They found that over time, phosphorus in the planet’s rocky core leaches out into the water lying on top of it (and flowing through it if the rock is porous in some places, which Hao and his colleagues, and other planetary scientists, say it probably is). It only took about 100,000 years for the simulated Enceladus ocean to dissolve about the same amount of phosphorus as the seas here on Earth.

“We found that the predicted concentration remained relatively high over a wide range of model possibilities,” says Glein. “This makes us confident that phosphorus will be abundant enough to support life, if life exists on Enceladus.”

Here’s the Background — So far, scientists haven’t found any sign of phosphorus in the data NASA’s Cassini spacecraft gathered when it swooped through Enceladus’s plumes back in 2017

But five years after the Cassini mission’s dramatic finale, scientists here on Earth are still combing through all the data the spacecraft sent home, and Hao and his colleagues say that so far, only the most common chemicals in the plumes have been accounted for — things like sodium and chlorine ions, for instance. Finding the chemical fingerprints of ingredients that show up in smaller amounts, like phosphorus, is going to take more work.

» **Recorded data**
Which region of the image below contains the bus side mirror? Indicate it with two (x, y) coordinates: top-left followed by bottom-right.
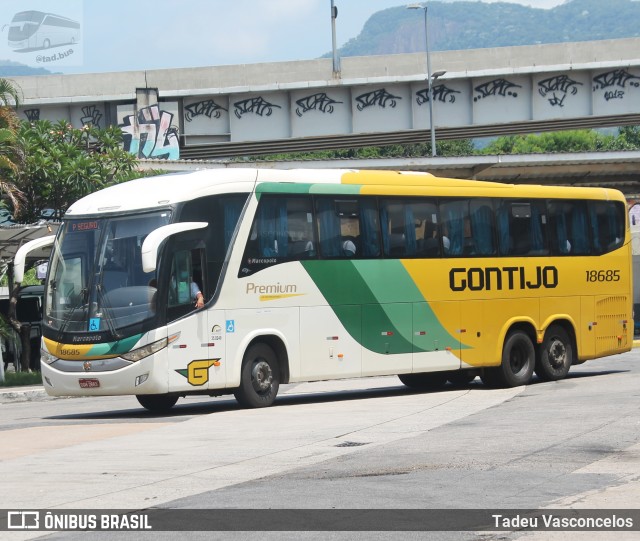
(142, 222), (209, 272)
(13, 235), (56, 284)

» **Task directions**
Print the part of the Enceladus passage between "But five years" and "take more work.", inclusive, copied word for word. Rely only on the passage about Enceladus when doing these.

» **Answer for the task**
But five years after the Cassini mission’s dramatic finale, scientists here on Earth are still combing through all the data the spacecraft sent home, and Hao and his colleagues say that so far, only the most common chemicals in the plumes have been accounted for — things like sodium and chlorine ions, for instance. Finding the chemical fingerprints of ingredients that show up in smaller amounts, like phosphorus, is going to take more work.